#### ESTRATTO DELLA PAGINA
Torno a scrivere sul blog con un post diverso dal solito, sulla scia di quello dedicato al caso Trumod.
Mi sembrava giusto riprendere in mano la situazione facendo polemica, così poi ho la scusa per tirarmi/ci su il morale parlando di imbellettamenti vari, come di consueto.
Avviso chi non mi conosce che probabilmente sicuramente utilizzerò un linguaggio non proprio pacato e non proprio pulito perché, onestamente, sto incazzata nera.
Partendo dal principio, saprete tutti che qualche tempo fa c’è stato letteralmente l’assalto alla piattaforma Hermes perché “Netflix cerca traduttori per film e serie tv, accorrete numerosi!“. Più o meno così.
Io sono stata informata tramite e-mail, probabilmente perché avevo partecipato al famoso test anche l’anno scorso – e ovviamente non sono stata presa, se mai vi fosse sorta la domanda.

#### CONSEGNA 1
Nel post sulla selezione di traduttori per Netflix, quale piattaforma ha subito l'assalto?
#### CONSEGNA 2
Prosegui il post sulla selezione di traduttori per Netflix a partire dal punto in cui si interrompe.

#### DATI FORNITI
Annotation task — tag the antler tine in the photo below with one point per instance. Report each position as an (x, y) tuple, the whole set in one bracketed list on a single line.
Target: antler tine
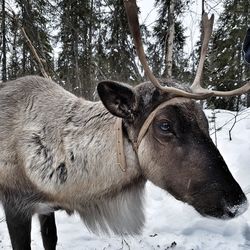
[(131, 10)]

#### RISPOSTA 1
La piattaforma Hermes.

#### RISPOSTA 2
Dopo un anno abbondante [ormai due] di sottotitolaggio, impari a capire varie cose, fra cui:
– come rendere certe frasi e certi modi di dire
– come sintetizzare i concetti
– come aggiustare acronimi per dargli un senso anche nella tua lingua
– come inventare incantesimi e canzoni in rima di sana pianta (e di fantasia ce ne vuole assai)
– come usare la punteggiatura (anche se ammetto di avere ancora dei problemi in merito, a volte)
– come formattare i sottotitoli
e tante altre bellissime cose.
Un elenco immenso di piccole accortezze che fanno la qualità dei sottotitoli che il pubblico andrà poi a leggere.
Tempo fa, ho partecipato di nuovo al test per Netflix, con gran poche aspettative.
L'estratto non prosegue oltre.